:: DATA IN THIS EXERCISE ::
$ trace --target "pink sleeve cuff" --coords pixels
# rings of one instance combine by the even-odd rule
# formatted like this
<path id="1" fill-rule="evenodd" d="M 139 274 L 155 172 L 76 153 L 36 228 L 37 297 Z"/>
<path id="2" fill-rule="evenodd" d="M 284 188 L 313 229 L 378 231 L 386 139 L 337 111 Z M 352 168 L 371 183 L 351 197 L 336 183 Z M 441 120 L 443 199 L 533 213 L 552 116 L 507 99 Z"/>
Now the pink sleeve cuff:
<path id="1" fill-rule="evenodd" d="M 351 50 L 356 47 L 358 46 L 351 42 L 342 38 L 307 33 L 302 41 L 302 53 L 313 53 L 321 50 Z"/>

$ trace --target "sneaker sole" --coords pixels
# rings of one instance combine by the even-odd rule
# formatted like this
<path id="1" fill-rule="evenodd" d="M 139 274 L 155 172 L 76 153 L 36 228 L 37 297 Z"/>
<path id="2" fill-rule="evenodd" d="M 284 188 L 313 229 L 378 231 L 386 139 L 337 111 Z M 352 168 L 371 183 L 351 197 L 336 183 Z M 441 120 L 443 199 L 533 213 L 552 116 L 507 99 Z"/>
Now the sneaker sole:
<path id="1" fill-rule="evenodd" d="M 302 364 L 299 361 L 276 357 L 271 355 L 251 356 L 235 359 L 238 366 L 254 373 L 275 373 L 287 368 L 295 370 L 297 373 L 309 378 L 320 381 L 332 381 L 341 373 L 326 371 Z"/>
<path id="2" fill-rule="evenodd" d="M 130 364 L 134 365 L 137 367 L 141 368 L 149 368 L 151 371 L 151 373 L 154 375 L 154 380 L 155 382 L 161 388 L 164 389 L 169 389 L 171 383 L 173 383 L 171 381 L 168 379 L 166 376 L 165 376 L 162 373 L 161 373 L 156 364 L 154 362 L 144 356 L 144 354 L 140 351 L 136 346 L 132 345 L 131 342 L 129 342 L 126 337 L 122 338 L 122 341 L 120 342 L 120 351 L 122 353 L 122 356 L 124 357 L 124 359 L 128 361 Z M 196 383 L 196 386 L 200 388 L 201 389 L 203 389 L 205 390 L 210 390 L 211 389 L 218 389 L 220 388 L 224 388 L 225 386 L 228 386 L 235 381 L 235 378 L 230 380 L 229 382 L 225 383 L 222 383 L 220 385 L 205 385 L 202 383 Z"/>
:::
▶ _TASK TO CARRY OUT_: Turn the stretch from the start of the records through the line containing "Now the pink" into a Markdown table with the columns Row and Line. Put one numbered row per line and skip any blank lines.

▶ _OUTPUT BELOW_:
| Row | Line |
|---|---|
| 1 | $ trace --target "pink sleeve cuff" --coords pixels |
| 2 | # rings of one instance combine by the even-odd rule |
| 3 | # formatted like this |
| 4 | <path id="1" fill-rule="evenodd" d="M 139 274 L 155 172 L 76 153 L 36 228 L 37 297 Z"/> |
| 5 | <path id="2" fill-rule="evenodd" d="M 284 188 L 313 229 L 378 231 L 386 139 L 337 111 Z M 352 168 L 371 183 L 351 197 L 336 183 Z M 441 120 L 443 199 L 533 213 L 552 116 L 507 99 Z"/> |
| 6 | Now the pink sleeve cuff: |